SOURCE MATERIAL:
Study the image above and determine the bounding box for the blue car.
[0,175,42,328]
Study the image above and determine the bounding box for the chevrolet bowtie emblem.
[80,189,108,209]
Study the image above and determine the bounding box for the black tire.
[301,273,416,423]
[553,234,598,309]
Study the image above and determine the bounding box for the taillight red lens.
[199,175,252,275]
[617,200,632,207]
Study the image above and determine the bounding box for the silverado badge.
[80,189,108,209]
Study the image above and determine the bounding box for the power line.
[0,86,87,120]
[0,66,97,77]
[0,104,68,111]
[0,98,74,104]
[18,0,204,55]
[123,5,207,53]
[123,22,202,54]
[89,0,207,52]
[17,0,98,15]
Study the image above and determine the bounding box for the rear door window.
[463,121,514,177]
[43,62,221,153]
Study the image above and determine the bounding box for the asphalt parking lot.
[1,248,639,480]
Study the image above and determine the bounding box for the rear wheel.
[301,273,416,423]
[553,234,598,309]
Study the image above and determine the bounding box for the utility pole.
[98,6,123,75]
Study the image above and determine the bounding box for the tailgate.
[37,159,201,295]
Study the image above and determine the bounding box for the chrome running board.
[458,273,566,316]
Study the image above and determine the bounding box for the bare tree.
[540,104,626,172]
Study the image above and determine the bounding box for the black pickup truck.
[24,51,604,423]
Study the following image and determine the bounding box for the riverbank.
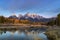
[0,24,60,40]
[0,24,41,26]
[0,24,48,28]
[45,28,60,40]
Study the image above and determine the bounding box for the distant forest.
[0,16,45,25]
[0,13,60,26]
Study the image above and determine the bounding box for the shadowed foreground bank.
[45,29,60,40]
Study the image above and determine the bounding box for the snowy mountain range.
[8,13,56,22]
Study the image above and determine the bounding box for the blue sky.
[0,0,60,18]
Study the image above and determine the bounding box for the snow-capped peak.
[24,13,42,19]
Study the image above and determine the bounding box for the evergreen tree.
[0,16,5,23]
[57,13,60,26]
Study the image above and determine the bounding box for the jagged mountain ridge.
[8,13,56,22]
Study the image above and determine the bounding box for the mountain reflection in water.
[0,30,48,40]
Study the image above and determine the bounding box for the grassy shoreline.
[45,28,60,40]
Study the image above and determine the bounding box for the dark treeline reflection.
[0,29,45,35]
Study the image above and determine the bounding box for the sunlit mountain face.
[8,13,56,22]
[9,13,44,19]
[24,13,44,19]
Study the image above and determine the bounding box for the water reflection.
[0,30,48,40]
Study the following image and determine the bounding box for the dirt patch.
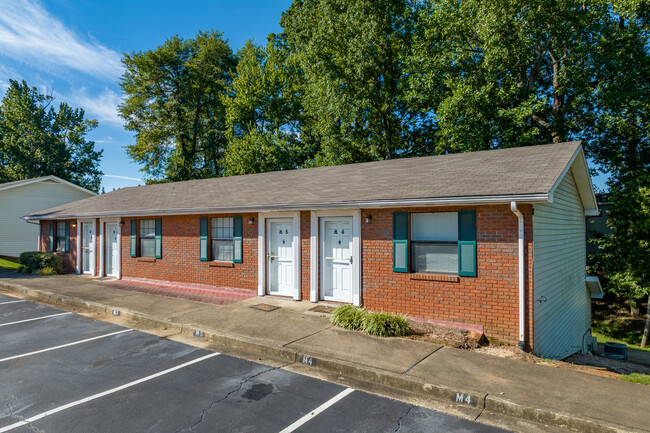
[407,320,483,349]
[475,344,650,380]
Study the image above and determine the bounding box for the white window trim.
[99,218,121,279]
[76,219,97,276]
[310,209,361,306]
[257,212,301,300]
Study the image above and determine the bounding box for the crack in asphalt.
[394,405,415,432]
[175,362,292,433]
[6,399,45,433]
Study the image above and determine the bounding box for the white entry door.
[321,217,353,303]
[267,219,294,296]
[105,223,119,277]
[82,222,95,274]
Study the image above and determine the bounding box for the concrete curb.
[0,281,641,433]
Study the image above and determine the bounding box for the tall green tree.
[222,38,318,175]
[280,0,435,165]
[119,30,237,182]
[0,79,102,191]
[410,0,609,153]
[588,0,650,346]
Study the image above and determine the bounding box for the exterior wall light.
[365,214,372,224]
[247,217,255,225]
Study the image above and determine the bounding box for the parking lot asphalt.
[0,293,507,433]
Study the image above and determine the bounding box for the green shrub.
[361,311,411,337]
[330,305,367,330]
[37,266,59,276]
[19,251,62,275]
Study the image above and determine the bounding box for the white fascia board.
[23,193,550,220]
[0,175,96,196]
[548,145,598,212]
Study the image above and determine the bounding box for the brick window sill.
[410,273,460,283]
[209,261,234,268]
[137,257,156,263]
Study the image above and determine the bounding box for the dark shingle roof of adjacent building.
[25,141,590,219]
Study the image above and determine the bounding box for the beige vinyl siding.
[0,180,94,257]
[533,170,590,359]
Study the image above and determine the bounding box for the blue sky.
[0,0,608,192]
[0,0,292,191]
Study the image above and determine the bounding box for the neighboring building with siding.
[24,142,600,359]
[0,176,96,258]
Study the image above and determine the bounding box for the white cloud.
[103,174,142,182]
[69,88,123,127]
[0,0,122,80]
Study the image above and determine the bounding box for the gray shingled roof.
[25,142,583,219]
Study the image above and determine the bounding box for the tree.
[0,79,103,191]
[222,38,318,175]
[280,0,436,165]
[588,1,650,347]
[119,30,237,182]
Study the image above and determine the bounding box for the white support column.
[292,213,301,301]
[99,221,104,277]
[352,209,361,307]
[75,221,81,274]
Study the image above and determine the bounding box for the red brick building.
[26,142,601,359]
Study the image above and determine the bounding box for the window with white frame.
[139,219,156,258]
[411,212,458,274]
[211,217,234,261]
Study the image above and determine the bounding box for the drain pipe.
[510,202,526,351]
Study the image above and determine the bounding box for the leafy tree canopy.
[0,79,103,191]
[119,30,237,183]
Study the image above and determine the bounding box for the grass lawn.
[619,373,650,385]
[592,294,649,352]
[0,257,21,271]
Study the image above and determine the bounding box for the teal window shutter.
[458,211,477,277]
[393,212,408,272]
[199,217,208,261]
[48,222,54,252]
[233,216,243,263]
[154,218,162,259]
[64,221,70,253]
[130,219,137,257]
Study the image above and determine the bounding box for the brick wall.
[120,214,258,292]
[360,205,534,344]
[39,220,77,272]
[300,211,311,300]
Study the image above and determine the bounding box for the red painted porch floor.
[100,278,256,306]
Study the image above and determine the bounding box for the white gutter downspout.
[510,201,526,351]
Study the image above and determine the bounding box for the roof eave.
[23,193,550,220]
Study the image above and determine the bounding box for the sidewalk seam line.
[281,325,333,348]
[401,345,443,375]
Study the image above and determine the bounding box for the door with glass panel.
[105,223,119,277]
[267,219,294,297]
[82,222,95,274]
[411,212,458,274]
[321,217,353,303]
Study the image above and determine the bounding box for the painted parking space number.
[301,355,315,366]
[455,393,472,405]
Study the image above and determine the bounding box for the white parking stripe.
[0,312,72,327]
[278,388,355,433]
[0,300,26,306]
[0,329,134,363]
[0,352,221,432]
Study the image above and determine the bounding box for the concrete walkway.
[0,271,647,433]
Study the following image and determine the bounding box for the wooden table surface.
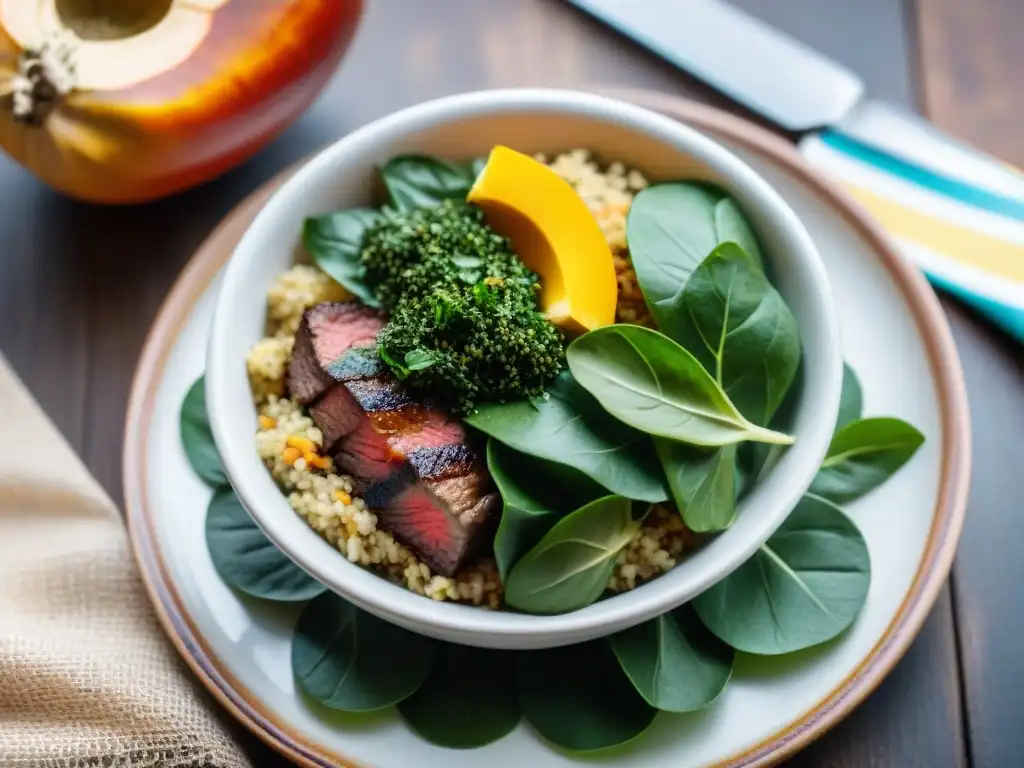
[2,1,1021,765]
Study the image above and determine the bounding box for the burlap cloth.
[0,353,251,767]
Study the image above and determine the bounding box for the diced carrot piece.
[287,435,316,453]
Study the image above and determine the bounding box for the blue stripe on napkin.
[820,131,1024,222]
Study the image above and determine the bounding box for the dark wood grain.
[0,177,91,454]
[0,0,1000,766]
[942,302,1024,768]
[939,300,1024,768]
[917,0,1024,165]
[915,3,1024,766]
[786,589,965,768]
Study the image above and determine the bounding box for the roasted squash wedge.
[468,145,617,334]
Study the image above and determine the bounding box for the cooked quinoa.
[246,264,351,402]
[266,263,351,336]
[245,150,689,609]
[607,506,695,592]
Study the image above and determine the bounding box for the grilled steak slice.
[372,482,499,575]
[311,376,416,472]
[294,302,498,575]
[377,445,500,574]
[326,388,499,575]
[286,302,384,405]
[407,444,477,480]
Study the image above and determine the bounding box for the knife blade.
[569,0,864,132]
[567,0,1024,341]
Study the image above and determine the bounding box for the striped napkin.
[798,105,1024,341]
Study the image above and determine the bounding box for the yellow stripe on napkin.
[841,183,1024,284]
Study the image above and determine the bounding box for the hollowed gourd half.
[0,0,363,202]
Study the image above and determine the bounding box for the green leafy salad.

EXERCISE BRIEF:
Except for the pictures, the whole listing above should be transcribed exactly.

RESPONSE FOR THIS EXERCISE:
Study the image above and determine the bounding box for the blue car.
[0,175,42,328]
Study the image above and determine the bounding box for the chevrolet bowtie emblem.
[80,189,108,209]
Study the image above and determine the bounding box for the black tire.
[301,273,416,423]
[553,234,598,309]
Study the image above and determine the bounding box for the taillight red lens.
[199,175,252,275]
[617,200,632,207]
Study the image above and determine the bounding box for the silverado badge.
[80,189,108,209]
Study the image above and determine the bounding box for the power line.
[0,86,87,120]
[0,66,97,77]
[0,104,68,111]
[0,98,74,104]
[18,0,204,55]
[123,5,207,53]
[123,22,202,54]
[89,0,207,52]
[17,0,98,15]
Study the image above and determine the bounding box for the rear door window.
[463,121,514,177]
[43,62,221,153]
Study the image above and determine the bounding box for the asphalt parking lot.
[1,248,639,480]
Study the image above and determine the bounding box for the rear wheel.
[301,273,416,423]
[553,234,598,309]
Study the image above and determine the bounding box for the utility pole.
[98,6,123,75]
Study the image above and determine the bounding box for the tailgate.
[37,159,201,295]
Study the image above and determine the bounding box for the chrome running board.
[458,273,566,316]
Study the image above and determine the bounding box for the bare tree.
[540,104,626,172]
Study the image above and determine the bounding box for the black pickup truck.
[24,51,604,423]
Study the following image and determine the bounding box for the riverbank.
[0,24,60,40]
[0,24,41,26]
[0,24,48,28]
[45,28,60,40]
Study the image above and determine the bounding box for the distant forest.
[0,16,45,25]
[0,13,60,26]
Study the image above and determine the bounding box for the shadowed foreground bank.
[45,29,60,40]
Study the image above and determine the bounding box for the snowy mountain range.
[8,13,56,22]
Study the image above and determine the bounding box for the blue sky.
[0,0,60,18]
Study the image above and determine the bounding box for the snow-capped peak.
[24,13,42,19]
Study the image above and determine the bounding box for the evergreen tree.
[0,16,5,23]
[57,13,60,26]
Study the image above and determine the bounding box for the jagged mountain ridge.
[8,13,56,22]
Study the image above and determine the bounding box for the mountain reflection in water.
[0,30,48,40]
Study the image above and determine the bounding box for the grassy shoreline.
[45,28,60,40]
Study the image above and determine the bounding box for the dark treeline reflection.
[0,29,45,35]
Study the image above and determine the bounding box for the sunlit mountain face.
[8,13,56,22]
[9,13,44,19]
[24,13,44,19]
Study the image above and determine the bounding box for the water reflection.
[0,30,48,40]
Study the following image and determine the bounding box for the dirt patch.
[407,320,483,349]
[475,344,650,380]
Study the image above and determine the bounding box for the white window trim.
[99,218,121,279]
[76,219,97,276]
[310,209,361,306]
[257,212,301,300]
Study the image above and determine the bounding box for the crack in asphalt.
[394,405,415,432]
[175,362,292,433]
[6,399,45,433]
Study the image above and determine the bounding box for the white entry door.
[321,217,353,303]
[267,219,294,296]
[105,223,119,277]
[82,222,95,274]
Study the image above and determine the bounding box for the concrete curb.
[0,281,641,433]
Study the image above and determine the bounding box for the tall green tree.
[222,38,318,175]
[280,0,435,165]
[119,30,237,182]
[0,79,102,191]
[410,0,609,153]
[588,0,650,346]
Study the image above and determine the bounding box for the exterior wall light.
[365,214,372,224]
[247,217,255,225]
Study the image above and determine the bounding box for the parking lot asphalt.
[0,293,507,433]
Study the image above and determine the bounding box for the green shrub.
[361,311,411,337]
[330,305,367,330]
[37,266,59,276]
[19,251,62,275]
Study the image above and determine the bounding box for the white fascia board.
[23,193,550,220]
[0,175,96,196]
[548,145,598,212]
Study the image above and determine the bounding box for the brick window sill.
[410,273,460,283]
[209,261,234,268]
[137,257,156,263]
Study the image above and determine the bounding box for the dark shingle roof of adjacent building.
[25,141,590,219]
Study the image above and determine the bounding box for the beige vinyl siding.
[0,180,94,257]
[533,170,590,359]
Study the image above and determine the bounding box for the blue sky.
[0,0,608,192]
[0,0,292,191]
Study the image above and determine the bounding box for the neighboring building with siding.
[24,142,600,359]
[0,176,96,258]
Study the image above and determine the bounding box for the white cloud.
[103,174,142,182]
[69,88,123,127]
[0,0,122,80]
Study the image above and determine the bounding box for the gray shingled roof.
[25,142,583,219]
Study the image above and determine the bounding box for the tree.
[0,79,103,191]
[222,38,318,175]
[280,0,436,165]
[588,1,650,347]
[119,30,237,182]
Study the image above and determine the bounding box for the white support column.
[292,213,301,301]
[99,221,104,277]
[352,209,361,307]
[75,221,81,274]
Study the image above and determine the bounding box for the red brick building.
[26,142,601,359]
Study the image above and determine the bounding box for the window with white frame.
[139,219,156,258]
[411,212,458,274]
[211,217,234,261]
Study the image above and determine the bounding box for the drain pipe.
[510,202,526,351]
Study the image above and determine the bounding box for the leafy tree canopy.
[0,79,103,191]
[119,30,237,183]
Study the image above and determine the bounding box for the grass lawn.
[619,373,650,385]
[592,294,649,352]
[0,257,21,271]
Study the image above and determine the bounding box for the teal window shutter.
[458,211,477,277]
[393,212,408,272]
[199,217,208,261]
[48,222,54,252]
[233,216,243,263]
[154,218,162,259]
[64,221,70,253]
[130,219,137,257]
Study the image above and determine the bounding box for the brick wall.
[120,214,258,292]
[360,205,534,344]
[39,220,77,272]
[300,211,311,300]
Study the image above and determine the bounding box for the red painted porch floor.
[100,278,256,306]
Study the image above and determine the bounding box for the white gutter downspout.
[510,201,526,351]
Study the image above and determine the bounding box for the roof eave.
[23,193,550,220]
Study the image above and determine the bounding box for the sidewalk seam line.
[281,325,333,348]
[401,345,443,375]
Study the image above and determine the bounding box for the door with glass panel.
[105,223,119,277]
[267,219,294,297]
[82,222,95,274]
[411,212,458,274]
[321,217,353,303]
Study the image above and determine the bounding box for the painted parking space number.
[301,355,315,366]
[455,393,472,405]
Study the image above and determine the bounding box for the white parking stripe.
[0,312,72,327]
[278,388,355,433]
[0,300,26,306]
[0,329,134,363]
[0,352,221,432]
Study the image above and determine the bounding box for the concrete walkway.
[0,271,647,433]
Study the following image and determine the bounding box for the wooden table surface.
[2,1,1021,765]
Study the image above and determine the bounding box for the burlap cloth.
[0,353,251,767]
Study the image above and determine the bounding box for the diced carrot piece.
[287,435,316,453]
Study the image above and determine the bounding box for the blue stripe on napkin.
[820,131,1024,222]
Study the image above and determine the bounding box for the dark wood grain.
[0,177,91,454]
[0,0,1000,766]
[942,302,1024,768]
[939,300,1024,768]
[917,0,1024,165]
[915,3,1024,766]
[786,589,965,768]
Study the image above and determine the bounding box for the roasted squash wedge.
[468,145,617,334]
Study the image above and determine the bounding box for the cooked quinoa.
[246,264,351,402]
[266,263,351,336]
[245,150,689,609]
[607,506,695,592]
Study the image above and determine the bounding box for the grilled steak slice.
[372,482,499,575]
[311,376,416,472]
[294,302,498,575]
[377,445,500,574]
[326,388,499,575]
[286,302,384,405]
[407,444,477,480]
Study the image above and determine the bounding box for the knife blade.
[569,0,864,132]
[567,0,1024,341]
Study the image above and determine the bounding box for the striped napkin.
[798,105,1024,341]
Study the image above and determine the bounding box for the yellow stripe on napkin.
[841,183,1024,284]
Study the image above and determine the bounding box for the hollowed gourd half.
[0,0,363,202]
Study the image above and determine the bounding box for the green leafy salad.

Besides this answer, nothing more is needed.